> _What is required_
What you should give back is every line from the one containing "Return one point for each instance of the white" through the last line of the records below, word for word and without pictures.

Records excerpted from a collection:
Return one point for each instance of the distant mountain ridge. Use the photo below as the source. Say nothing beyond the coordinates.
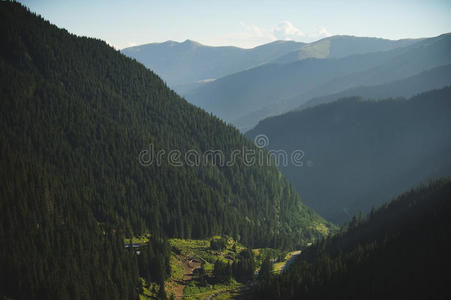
(186, 65)
(361, 153)
(428, 80)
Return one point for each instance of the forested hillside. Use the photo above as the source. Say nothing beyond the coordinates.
(359, 154)
(75, 116)
(400, 251)
(249, 96)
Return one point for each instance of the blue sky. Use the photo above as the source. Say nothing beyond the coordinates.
(244, 23)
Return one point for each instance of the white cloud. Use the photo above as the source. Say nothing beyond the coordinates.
(287, 31)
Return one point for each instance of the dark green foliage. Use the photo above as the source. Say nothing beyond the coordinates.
(243, 267)
(265, 270)
(401, 251)
(222, 271)
(359, 154)
(75, 114)
(218, 244)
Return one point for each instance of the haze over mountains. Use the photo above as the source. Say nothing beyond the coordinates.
(359, 154)
(112, 186)
(237, 97)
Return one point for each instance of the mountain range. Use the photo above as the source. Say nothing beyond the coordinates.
(358, 153)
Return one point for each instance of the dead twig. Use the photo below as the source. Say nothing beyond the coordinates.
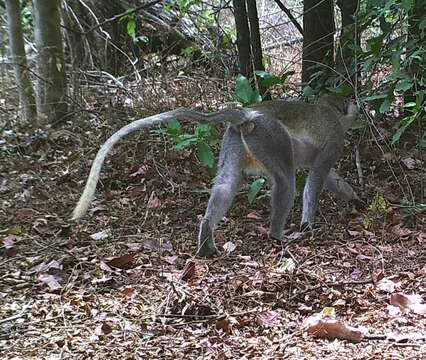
(359, 171)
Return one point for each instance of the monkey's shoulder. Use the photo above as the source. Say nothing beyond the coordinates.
(297, 115)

> _Exercise answer_
Return one point for each instance of the white cloud. Use the photo above as the source. Say nothing beyond the coordinates.
(287, 31)
Return one point for each instance of the dark green foliage. Use the photo above as the source. Say nothing beyond the coordinates.
(243, 267)
(265, 270)
(401, 251)
(222, 271)
(359, 154)
(75, 114)
(218, 244)
Return one point for each instance of the haze over mountains. Use the photo above as the source. Say nothing beyond the coordinates.
(359, 154)
(112, 186)
(237, 97)
Return one point for each instance of the mountain range. Use the photo above as the source. Say nothing beyond the coordinates.
(358, 153)
Return one point for each instance of the dead twig. Use the photo below as the source. Say nothing beyond the coordinates.
(359, 171)
Return one point for each instance of the monkey's shoulder. Use the photo above as the source. Say nothing beyond the coordinates.
(297, 115)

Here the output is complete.